In your answer, print every record exactly as it is written.

The input Start Marker

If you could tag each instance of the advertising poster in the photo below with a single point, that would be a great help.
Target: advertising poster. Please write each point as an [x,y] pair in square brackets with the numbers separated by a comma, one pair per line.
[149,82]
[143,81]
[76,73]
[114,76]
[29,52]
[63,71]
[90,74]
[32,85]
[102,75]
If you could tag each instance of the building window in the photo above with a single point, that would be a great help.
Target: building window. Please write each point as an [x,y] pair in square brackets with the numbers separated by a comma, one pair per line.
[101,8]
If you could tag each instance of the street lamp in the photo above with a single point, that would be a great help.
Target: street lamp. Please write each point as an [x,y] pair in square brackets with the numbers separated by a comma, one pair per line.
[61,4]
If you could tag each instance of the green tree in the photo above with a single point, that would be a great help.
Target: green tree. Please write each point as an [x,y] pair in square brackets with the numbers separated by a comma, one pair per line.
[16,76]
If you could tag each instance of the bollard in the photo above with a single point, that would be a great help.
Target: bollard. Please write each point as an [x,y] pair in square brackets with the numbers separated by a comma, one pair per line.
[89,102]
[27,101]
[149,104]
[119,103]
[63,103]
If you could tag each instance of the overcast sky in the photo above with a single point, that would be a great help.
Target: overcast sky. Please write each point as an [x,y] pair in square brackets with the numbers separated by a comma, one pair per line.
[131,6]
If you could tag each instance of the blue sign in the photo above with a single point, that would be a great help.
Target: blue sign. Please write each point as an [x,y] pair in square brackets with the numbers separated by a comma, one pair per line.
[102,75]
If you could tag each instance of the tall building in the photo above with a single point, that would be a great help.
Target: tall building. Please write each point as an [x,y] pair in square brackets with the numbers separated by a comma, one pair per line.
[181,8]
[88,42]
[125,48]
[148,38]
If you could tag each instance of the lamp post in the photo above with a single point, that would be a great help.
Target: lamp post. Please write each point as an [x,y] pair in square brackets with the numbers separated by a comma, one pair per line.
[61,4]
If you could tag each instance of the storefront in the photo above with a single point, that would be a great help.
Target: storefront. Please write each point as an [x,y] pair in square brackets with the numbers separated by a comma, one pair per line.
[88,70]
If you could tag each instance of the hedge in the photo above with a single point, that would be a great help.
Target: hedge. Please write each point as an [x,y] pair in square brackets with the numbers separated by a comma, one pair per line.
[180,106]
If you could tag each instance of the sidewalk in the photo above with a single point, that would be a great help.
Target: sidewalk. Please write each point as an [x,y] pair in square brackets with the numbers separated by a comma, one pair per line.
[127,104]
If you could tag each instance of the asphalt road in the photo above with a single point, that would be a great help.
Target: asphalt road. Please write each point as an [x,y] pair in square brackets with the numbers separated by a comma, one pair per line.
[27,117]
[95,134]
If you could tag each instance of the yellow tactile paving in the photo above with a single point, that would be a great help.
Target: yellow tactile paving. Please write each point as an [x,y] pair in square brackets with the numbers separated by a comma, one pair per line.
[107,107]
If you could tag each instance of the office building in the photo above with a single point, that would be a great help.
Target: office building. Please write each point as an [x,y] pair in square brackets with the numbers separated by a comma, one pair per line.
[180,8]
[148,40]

The input End Marker

● **Written solution**:
If you could tag each instance of the advertising poster in the photo below with a single point, that would be a great help.
Target: advertising poster. Please write each point as an [x,y] pair in square brackets with the numbers separated by a comma, one pair per line.
[149,82]
[143,81]
[76,73]
[114,76]
[29,52]
[63,71]
[90,74]
[32,85]
[102,75]
If you could tag each instance of the building window in the photo above with a single point, that would be a great help.
Target: building window. Please write each point as an [x,y] pair in square brackets with the numbers separated by a comma, one pair per line.
[101,8]
If you could tag each instance of the street lamp in the photo above with a single point, that would be a great help.
Target: street lamp. Please write each point as an [x,y] pair in square brackets with the numbers separated by a comma, one pair per line.
[61,4]
If you could tag each instance of the green tree in the photo above with a single point, that would be a great help.
Target: green tree. Please write each point as an [x,y] pair in square brackets with the numbers separated by a comma, one pair per line.
[16,76]
If you could tag each instance of the bollard in the photo above with a single point, that would be a great help.
Target: bollard. Please write each point as an [x,y] pair in square brackets with the numbers separated by a comma, one pair per line.
[89,102]
[27,101]
[149,104]
[119,103]
[63,103]
If you could tag each instance of the overcast sky in the photo above with a single point, that would be a great help.
Target: overcast sky. Please write each point as an [x,y] pair in square brackets with the numbers separated by a comma, one pair per line.
[131,6]
If you could tag each instance of the blue sign in the photo above with a single point, that would be a great help.
Target: blue sign. Please write each point as an [x,y] pair in square brackets with the numbers separated by a comma, one pair per line.
[102,75]
If you could tag each instance of the tall building in the photo above with a single point, that would be a great help.
Target: tall building. Please write each point as an [x,y] pair in square brackets with the numbers separated by a comma, one pair per line.
[181,8]
[88,42]
[125,48]
[148,38]
If you could tag each instance of the lamp post in the photo above with a single point, that would be a great help.
Target: lamp post. Please write each point as an [x,y] pair in square brackets with the numbers separated by a comma, one pair per line.
[61,4]
If you could tag each instance of the storefront in the photo above with a single point, that would be a great help.
Target: storefront. Please write each point as an [x,y] pair in square brackets with the numbers separated by a comma, one pair per line.
[88,70]
If you could tag each instance of the hedge in the photo above with a single point, that would be a great help.
Target: hedge. Please write each point as an [x,y] pair in square brackets with the numbers separated by a comma, one pair per line.
[180,106]
If you could tag each instance of the sidewalk in the photo above with a single point, that would be a great help.
Target: sidewalk. Please write each point as an [x,y] pair in square brackets with the numbers separated by a comma, one pair per line.
[127,104]
If you could tag each instance of the asphalt road in the photo above with a single point, that would be a great help.
Target: asphalt road. Please write each point as an [x,y] pair in square brackets with the numbers separated by a comma, one pair per line.
[27,117]
[95,134]
If you could tag each instance of the yellow tactile paving in the photo above with a single point, that would be a great help.
Target: yellow tactile paving. Please write each point as an [x,y] pair in square brackets with the numbers separated by a comma, one pair per line.
[107,107]
If you could tag each instance of the office building in the photo above with a single point, that would be a great help.
Target: office building. Please write each point as an [x,y] pair in square brackets with the numbers separated by a comma, one pair per line.
[180,8]
[148,40]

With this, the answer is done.